### WORK TO DO
1 – List every number that appears in the piece about the Gunnison sage grouse, along with any unit that goes with it.
2 – From the piece about the Gunnison sage grouse, copy the words from "The Gunnison sage grouse seemed" to "its original range." word for word.

Grand Junction
The U.S. Fish and Wildlife Service announcement earlier this month that the Gunnison sage grouse would not be listed under the Endangered Species Act shouldn’t have come as a surprise to the conservation and scientific communities that have been working for protection of the birds. Under Bush administration policies, not one endangered species has been added to the list without a court battle. It would have been naïve to expect that our little Western Slope grouse would break that pattern.
The Gunnison sage grouse seemed like an ideal candidate for listing. Once widespread in the Four Corners area, today they are found only in small areas of southwestern Colorado and southeastern Utah. The original range of the bird, estimated at approximately 21,376 square miles, has been reduced today to about 1,822 square miles, or 8.5 percent of its original range.

### PROVIDED RECORDS
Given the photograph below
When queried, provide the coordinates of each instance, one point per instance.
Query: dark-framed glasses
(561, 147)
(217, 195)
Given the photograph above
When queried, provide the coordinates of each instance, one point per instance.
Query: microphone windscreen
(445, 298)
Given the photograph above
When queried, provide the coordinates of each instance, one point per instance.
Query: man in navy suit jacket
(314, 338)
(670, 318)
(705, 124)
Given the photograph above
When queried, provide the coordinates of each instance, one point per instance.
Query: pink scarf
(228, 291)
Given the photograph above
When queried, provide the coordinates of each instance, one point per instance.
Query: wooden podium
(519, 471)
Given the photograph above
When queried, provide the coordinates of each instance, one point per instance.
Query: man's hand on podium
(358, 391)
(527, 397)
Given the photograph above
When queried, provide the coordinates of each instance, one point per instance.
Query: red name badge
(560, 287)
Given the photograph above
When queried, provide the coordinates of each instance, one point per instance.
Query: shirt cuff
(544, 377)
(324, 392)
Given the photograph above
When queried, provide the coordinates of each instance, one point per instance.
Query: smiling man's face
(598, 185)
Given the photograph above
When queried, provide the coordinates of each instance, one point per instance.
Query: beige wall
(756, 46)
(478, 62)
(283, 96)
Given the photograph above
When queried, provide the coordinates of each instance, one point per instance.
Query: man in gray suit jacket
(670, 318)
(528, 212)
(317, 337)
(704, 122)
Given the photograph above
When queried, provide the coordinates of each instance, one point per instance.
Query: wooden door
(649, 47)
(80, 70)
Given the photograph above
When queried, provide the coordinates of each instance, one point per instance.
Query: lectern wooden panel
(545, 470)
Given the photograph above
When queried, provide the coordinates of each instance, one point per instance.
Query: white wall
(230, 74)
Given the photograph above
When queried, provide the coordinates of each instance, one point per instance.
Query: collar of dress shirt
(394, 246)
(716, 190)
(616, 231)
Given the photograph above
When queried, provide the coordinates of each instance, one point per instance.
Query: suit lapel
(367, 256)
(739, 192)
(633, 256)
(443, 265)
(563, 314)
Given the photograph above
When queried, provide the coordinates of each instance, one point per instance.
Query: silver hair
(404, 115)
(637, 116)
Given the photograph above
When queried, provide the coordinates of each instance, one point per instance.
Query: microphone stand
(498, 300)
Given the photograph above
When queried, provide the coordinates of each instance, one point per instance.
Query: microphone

### TASK ANSWERS
1 –
21,376 square miles
1,822 square miles
8.5 percent

2 –
The Gunnison sage grouse seemed like an ideal candidate for listing. Once widespread in the Four Corners area, today they are found only in small areas of southwestern Colorado and southeastern Utah. The original range of the bird, estimated at approximately 21,376 square miles, has been reduced today to about 1,822 square miles, or 8.5 percent of its original range.